- [What you need to do] Condense the paragraph of the book club post below that begins "I bought this book in 1998" into a short bulleted list that keeps its main facts.

- [Selection]
Book Club 2025: In the Country of Last Things by Paul Auster

I bought this book in 1998, at the tail end of my Auster obsession. In the 90s, I read everything he published — the novels, of course, but also the essay collections, the plays, the juvenalia… and watched all movies he’d been involved with. But I grew increasingly… er… overly familiar with his storytelling ticks? There wasn’t ever any of the works that I disliked, but I just fell out of love with his work?

So this one was probably the last one I bought, and I never got around to reading it. Until now!

It’s odd that I never got around to reading this, because it was the first thing he wrote after the New York Trilogy, which is (of course) everybody’s favourite (me too! although I haven’t read it again since I was nineteen; I should fix that).

- [Data]
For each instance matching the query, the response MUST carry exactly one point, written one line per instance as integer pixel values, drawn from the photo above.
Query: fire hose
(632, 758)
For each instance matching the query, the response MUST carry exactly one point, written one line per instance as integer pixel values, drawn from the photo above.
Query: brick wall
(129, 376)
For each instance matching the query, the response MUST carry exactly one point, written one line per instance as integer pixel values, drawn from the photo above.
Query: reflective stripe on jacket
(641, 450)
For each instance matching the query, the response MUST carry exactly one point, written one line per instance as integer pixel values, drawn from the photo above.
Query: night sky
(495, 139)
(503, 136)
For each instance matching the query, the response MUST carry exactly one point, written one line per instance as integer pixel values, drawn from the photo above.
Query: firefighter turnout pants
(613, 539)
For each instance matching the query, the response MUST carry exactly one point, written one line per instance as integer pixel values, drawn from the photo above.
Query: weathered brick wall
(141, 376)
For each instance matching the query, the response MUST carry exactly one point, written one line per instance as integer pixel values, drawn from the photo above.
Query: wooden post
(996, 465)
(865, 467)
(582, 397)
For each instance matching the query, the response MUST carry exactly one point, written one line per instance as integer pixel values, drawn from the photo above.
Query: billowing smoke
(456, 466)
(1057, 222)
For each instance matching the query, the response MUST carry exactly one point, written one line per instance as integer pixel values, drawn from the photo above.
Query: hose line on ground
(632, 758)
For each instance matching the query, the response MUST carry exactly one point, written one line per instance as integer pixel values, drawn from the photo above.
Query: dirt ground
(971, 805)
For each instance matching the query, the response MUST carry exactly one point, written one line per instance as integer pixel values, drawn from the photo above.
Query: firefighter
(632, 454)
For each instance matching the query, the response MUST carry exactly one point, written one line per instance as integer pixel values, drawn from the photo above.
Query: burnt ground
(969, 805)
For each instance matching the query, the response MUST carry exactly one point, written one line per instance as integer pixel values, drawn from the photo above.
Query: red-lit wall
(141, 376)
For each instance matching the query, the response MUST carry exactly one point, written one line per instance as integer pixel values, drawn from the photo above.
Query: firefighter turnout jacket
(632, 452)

- [Output of the exercise]
- Bought the book in 1998, near the end of an Auster obsession
- Read everything he published in the 90s (novels, essay collections, plays, early writings) and watched every movie he was involved with
- Became overly familiar with his storytelling tics
- Never disliked any of his works, but fell out of love with them